■ **Source**
§
United States v. Lawrence Keith Meyers

443 F.2d 913

UNITED STATES of America, Appellee,
v.
Lawrence Keith MEYERS, Appellant.

No. 26711.

United States Court of Appeals, Ninth Circuit.

June 4, 1971.

James N. Penrod (argued), of Penrod & Himelstein, San Francisco, Cal., for appellant.

William B. Shubb (argued), Richard W. Nichols, Asst. U.S. Attys., Dwayne Keyes, U.S. Atty., Sacramento, Cal., for appellee.

Before BARNES and DUNIWAY, Circuit Judges, and GRAY,* District Judge.

PER CURIAM:

1

Lawrence K. Meyers appeals from his conviction, after a jury trial, of violation of 18 U.S.C. § 641 (receipt and retention of stolen government property). The evidence established that the stolen item was a Model SW-10 Friden calculator.
§
■ **Input rows**

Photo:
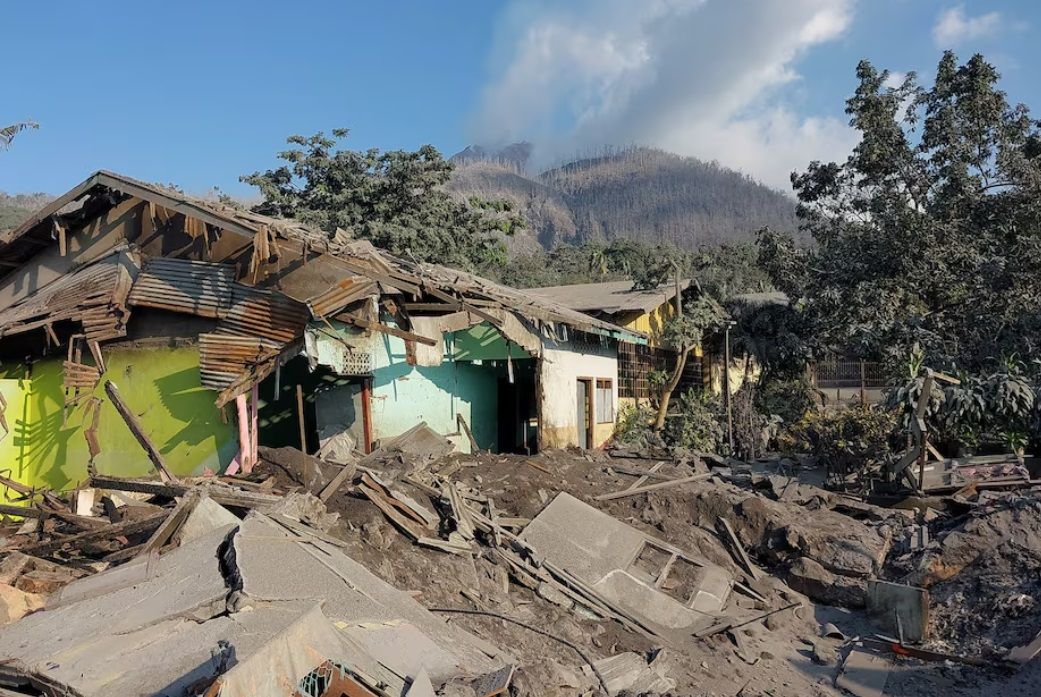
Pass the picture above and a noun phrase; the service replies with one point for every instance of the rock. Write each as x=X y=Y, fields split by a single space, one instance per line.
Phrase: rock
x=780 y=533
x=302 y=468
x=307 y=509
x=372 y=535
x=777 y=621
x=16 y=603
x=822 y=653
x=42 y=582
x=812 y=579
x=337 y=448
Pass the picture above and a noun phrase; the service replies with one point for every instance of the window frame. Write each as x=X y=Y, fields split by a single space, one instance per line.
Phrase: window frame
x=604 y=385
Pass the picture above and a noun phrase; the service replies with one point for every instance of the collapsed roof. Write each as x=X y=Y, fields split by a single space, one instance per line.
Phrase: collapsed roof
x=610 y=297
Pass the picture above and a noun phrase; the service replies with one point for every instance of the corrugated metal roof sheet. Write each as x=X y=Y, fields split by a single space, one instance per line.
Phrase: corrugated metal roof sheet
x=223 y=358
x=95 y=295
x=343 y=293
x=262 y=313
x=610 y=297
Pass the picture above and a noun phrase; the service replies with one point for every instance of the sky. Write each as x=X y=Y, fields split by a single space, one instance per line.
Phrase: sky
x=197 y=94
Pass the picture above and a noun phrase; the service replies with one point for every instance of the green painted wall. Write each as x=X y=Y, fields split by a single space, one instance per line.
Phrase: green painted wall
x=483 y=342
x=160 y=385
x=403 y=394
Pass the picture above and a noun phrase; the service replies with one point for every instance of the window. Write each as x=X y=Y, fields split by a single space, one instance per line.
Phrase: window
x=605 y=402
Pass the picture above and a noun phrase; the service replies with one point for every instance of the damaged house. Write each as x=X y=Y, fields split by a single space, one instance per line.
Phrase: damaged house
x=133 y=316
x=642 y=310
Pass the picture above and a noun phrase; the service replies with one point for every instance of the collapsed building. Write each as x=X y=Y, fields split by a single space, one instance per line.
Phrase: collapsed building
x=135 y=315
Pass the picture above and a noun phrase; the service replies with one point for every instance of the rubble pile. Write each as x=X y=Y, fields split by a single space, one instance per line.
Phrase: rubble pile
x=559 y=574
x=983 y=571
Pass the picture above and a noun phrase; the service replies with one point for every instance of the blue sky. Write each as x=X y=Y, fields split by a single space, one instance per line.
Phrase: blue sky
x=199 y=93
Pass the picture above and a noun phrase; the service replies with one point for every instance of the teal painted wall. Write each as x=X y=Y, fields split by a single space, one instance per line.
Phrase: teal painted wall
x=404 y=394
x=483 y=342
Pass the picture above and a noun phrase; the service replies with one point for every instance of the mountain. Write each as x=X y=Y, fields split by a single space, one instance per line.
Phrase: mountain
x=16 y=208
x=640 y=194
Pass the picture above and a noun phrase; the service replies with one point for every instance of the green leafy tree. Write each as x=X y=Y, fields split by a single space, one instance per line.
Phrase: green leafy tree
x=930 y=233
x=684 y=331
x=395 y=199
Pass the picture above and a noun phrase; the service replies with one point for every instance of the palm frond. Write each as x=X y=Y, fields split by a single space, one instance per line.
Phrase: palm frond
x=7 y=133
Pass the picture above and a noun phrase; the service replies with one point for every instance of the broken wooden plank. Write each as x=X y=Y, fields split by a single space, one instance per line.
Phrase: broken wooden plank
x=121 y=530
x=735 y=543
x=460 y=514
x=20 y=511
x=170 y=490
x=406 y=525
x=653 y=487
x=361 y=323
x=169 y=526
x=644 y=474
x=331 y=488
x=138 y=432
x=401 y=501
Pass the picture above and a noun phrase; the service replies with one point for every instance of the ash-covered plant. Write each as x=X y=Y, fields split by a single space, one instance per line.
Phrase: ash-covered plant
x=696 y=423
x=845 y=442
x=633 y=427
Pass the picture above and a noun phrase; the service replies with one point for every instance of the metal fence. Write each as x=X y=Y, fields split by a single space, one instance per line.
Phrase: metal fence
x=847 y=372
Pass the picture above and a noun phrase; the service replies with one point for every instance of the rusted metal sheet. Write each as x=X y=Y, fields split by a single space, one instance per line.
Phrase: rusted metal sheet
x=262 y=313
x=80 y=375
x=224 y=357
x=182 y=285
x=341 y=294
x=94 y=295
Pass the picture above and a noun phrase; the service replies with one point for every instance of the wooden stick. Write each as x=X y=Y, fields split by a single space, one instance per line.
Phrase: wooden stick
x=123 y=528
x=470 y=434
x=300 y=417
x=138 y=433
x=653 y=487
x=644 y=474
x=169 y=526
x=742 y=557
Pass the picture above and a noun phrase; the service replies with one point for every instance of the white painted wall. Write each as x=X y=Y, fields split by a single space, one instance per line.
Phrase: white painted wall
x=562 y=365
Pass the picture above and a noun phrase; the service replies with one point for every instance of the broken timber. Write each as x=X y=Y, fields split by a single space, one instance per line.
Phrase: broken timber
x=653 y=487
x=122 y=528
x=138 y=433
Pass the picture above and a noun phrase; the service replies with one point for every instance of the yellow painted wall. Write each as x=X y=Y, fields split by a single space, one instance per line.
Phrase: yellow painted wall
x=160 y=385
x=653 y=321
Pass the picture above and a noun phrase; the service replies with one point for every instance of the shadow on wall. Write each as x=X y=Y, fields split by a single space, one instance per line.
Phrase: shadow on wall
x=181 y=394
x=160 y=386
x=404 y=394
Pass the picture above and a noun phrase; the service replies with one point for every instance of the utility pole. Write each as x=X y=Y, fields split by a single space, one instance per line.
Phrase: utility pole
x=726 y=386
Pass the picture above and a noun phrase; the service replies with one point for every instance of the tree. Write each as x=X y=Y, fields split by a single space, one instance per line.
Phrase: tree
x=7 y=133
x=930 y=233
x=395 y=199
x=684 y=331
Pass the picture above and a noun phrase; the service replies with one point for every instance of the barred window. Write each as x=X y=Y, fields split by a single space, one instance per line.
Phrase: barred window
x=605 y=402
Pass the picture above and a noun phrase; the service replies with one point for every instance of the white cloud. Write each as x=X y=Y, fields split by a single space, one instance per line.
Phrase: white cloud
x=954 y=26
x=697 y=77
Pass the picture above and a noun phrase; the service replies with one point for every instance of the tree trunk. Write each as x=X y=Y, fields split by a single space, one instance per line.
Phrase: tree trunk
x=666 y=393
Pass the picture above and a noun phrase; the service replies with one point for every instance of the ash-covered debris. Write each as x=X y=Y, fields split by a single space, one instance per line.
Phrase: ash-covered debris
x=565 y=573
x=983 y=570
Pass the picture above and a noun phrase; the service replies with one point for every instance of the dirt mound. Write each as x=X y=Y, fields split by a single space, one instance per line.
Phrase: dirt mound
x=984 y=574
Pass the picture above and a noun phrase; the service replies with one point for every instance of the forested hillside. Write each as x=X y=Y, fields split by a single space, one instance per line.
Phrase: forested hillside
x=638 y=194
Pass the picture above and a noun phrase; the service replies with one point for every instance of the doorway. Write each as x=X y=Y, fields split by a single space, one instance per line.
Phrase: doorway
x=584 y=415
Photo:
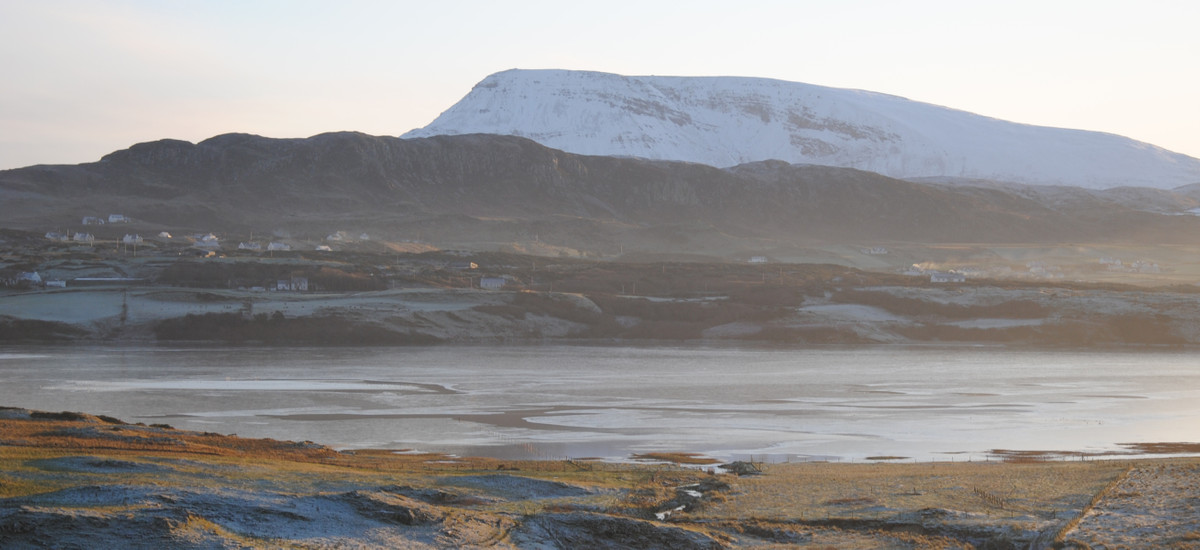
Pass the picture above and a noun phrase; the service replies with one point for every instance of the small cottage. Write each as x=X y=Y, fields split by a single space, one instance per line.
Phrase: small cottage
§
■ **Requests**
1. Copy the lines of the records verbatim, starting at the line that contains "of the forested" and ending at the final line of the records. Omit the pictures from your copy.
2. Continue the court opinion on the appeal of Lawrence K. Meyers from the point at which it ends.

■ **Answers**
1.
Pass the picture above and a noun phrase; the service replies with one point for every instance of the forested hillside. Write each as x=X y=Y, fields split by a single space, one instance per line.
Phrase: forested hillside
x=638 y=194
Pass the picture above and a noun phrase; the service replies with one point for every instance of the doorway. Write each as x=X y=Y, fields split by a single space, one instance per line.
Phrase: doorway
x=584 y=415
Photo:
Pass the picture above and a noun phrase; the service replies with one point for every instance of the small cottage. Write each as x=X y=Y, fields split by a single space, one instance per line.
Phrase: small cottage

2.
2

The appellant first contends that the search in which the calculator was found was unconstitutional. This contention is based upon his assertion that there was no cause for his arrest and detention and, hence, no justification for the ensuing warrantless search. However, there is evidence that the appellant consented to this search. Consent is a factual question. If the statements of the police officer who conducted the search are accepted, which they presumably were, there is ample support in the record for a finding of consent.

3

The appellant next asserts that the government failed to prove that the stolen calculator was worth more than $100 at the date of the crime. The only evidence of value was that the original cost price of the calculator, more than eleven years prior to the crime, was $768.50. 18 U.S.C. § 641 permits proof of value in this manner. Fulks v. United States, 283 F.2d 259 (9th Cir.1960). The government, therefore, has established the value of the calculator by proof sanctioned in the statute. Such proof must be deemed sufficient in the absence of other evidence showing a value less than $100.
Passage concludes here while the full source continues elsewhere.